説明

機械式駐車装置の扉ガイドレール

【課題】機械式駐車装置の車両の入出庫口に備える扉において、扉の下部を誘導するガイドレールに凸形状のガイドレールを採用した場合に、車両の通過時の騒音や振動を無くし、また、入庫の際に車両の車高を正確に検出することのできる機械式駐車装置の扉ガイドレールを提供することを課題とする。
【解決手段】機械式駐車装置の入出庫口に設けられ左右にスライドして開閉する扉の下部をガイドするガイドレールにおいて、ガイドレールは扉に係合する突出部がフロア面に対して出没可能な可動ガイドレールと、突出部がフロア面に固設された固定ガイドレールとを備えており、前記可動ガイドレールを車両のタイヤが通過する範囲に設けた。

【発明の詳細な説明】
【技術分野】
【0001】
本発明は、機械式駐車装置の車両出入口に設けられる扉のガイドレールに関するものである。
【背景技術】
【0002】
機械式駐車装置は、地上に建設した建屋内部や地下に形成した空間に機械装置を配設し、多数の車両を立体的に格納する設備であり、エレベータ式、垂直循環式、水平循環式、平面往復式等種々の方式が用いられている。これらいずれの方式の機械式駐車装置においても、車両が機械装置に乗り込むための入出庫部を備えており、この入出庫部には扉が設けられ車両の出入庫時以外は、機械装置が配設された内部と外部とを遮断するようにしている。

• _課題の内容_
文書の抜粋に基づき、次の問いに答えてください。
(a) 機械式駐車装置の方式として挙げられているものは何ですか。
(b) 可動ガイドレールはどの範囲に設けられていますか。
(c) 入出庫部の扉は、車両の出入庫時以外に何と何を遮断するようにしていますか。

• _抽出データ_
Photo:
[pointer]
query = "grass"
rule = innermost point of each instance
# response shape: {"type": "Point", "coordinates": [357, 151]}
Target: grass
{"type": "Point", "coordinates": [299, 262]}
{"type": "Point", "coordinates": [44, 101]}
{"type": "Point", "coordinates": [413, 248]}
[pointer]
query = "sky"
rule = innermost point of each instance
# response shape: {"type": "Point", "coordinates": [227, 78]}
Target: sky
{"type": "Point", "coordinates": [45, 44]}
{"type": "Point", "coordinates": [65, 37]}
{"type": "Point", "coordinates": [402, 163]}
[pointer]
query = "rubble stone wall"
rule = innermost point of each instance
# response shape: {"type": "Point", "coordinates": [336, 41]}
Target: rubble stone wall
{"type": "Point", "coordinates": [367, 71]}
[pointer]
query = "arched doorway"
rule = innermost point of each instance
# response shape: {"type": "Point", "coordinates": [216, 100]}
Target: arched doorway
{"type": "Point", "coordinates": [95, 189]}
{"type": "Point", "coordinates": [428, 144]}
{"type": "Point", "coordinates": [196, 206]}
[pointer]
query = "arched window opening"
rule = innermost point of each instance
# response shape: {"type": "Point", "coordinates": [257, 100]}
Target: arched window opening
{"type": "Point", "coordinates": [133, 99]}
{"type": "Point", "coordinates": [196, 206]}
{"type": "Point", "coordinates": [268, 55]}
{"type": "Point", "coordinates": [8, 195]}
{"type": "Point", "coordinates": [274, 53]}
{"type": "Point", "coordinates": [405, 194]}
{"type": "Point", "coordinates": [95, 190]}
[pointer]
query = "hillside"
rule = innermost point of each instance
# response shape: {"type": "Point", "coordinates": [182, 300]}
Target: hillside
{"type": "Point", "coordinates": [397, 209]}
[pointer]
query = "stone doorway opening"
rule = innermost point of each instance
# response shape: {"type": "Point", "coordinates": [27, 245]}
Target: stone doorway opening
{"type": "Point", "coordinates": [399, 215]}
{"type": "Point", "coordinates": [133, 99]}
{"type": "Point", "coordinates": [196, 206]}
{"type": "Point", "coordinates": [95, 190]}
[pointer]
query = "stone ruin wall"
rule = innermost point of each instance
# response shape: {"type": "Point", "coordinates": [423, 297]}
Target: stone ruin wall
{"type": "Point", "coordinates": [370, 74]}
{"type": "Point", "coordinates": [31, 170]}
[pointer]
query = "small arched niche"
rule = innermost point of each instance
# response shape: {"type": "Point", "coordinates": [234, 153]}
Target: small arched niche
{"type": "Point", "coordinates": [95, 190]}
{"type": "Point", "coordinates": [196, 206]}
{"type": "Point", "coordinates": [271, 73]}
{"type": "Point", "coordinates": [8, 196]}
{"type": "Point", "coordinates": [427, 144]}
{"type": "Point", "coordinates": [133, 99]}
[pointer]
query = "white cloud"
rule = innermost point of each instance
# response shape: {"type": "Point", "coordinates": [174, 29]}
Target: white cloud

• _解答_
(a) エレベータ式、垂直循環式、水平循環式、平面往復式等です。
(b) 車両のタイヤが通過する範囲です。
(c) 機械装置が配設された内部と外部です。